[Segmentation mask data]
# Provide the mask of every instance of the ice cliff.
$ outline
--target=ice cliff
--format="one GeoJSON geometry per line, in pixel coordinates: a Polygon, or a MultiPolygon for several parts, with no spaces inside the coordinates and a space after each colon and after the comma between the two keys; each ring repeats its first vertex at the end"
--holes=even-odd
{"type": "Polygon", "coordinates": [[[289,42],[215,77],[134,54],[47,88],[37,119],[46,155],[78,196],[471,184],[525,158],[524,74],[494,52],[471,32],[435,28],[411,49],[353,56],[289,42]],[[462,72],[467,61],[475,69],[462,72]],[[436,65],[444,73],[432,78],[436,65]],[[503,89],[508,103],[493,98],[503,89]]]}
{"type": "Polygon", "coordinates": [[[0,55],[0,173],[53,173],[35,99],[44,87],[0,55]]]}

**Task to complete**
Which of the lines above include the word "cliff"? Copy each of them.

**Solution to this task**
# Provide the mask of every instance of the ice cliff.
--target=ice cliff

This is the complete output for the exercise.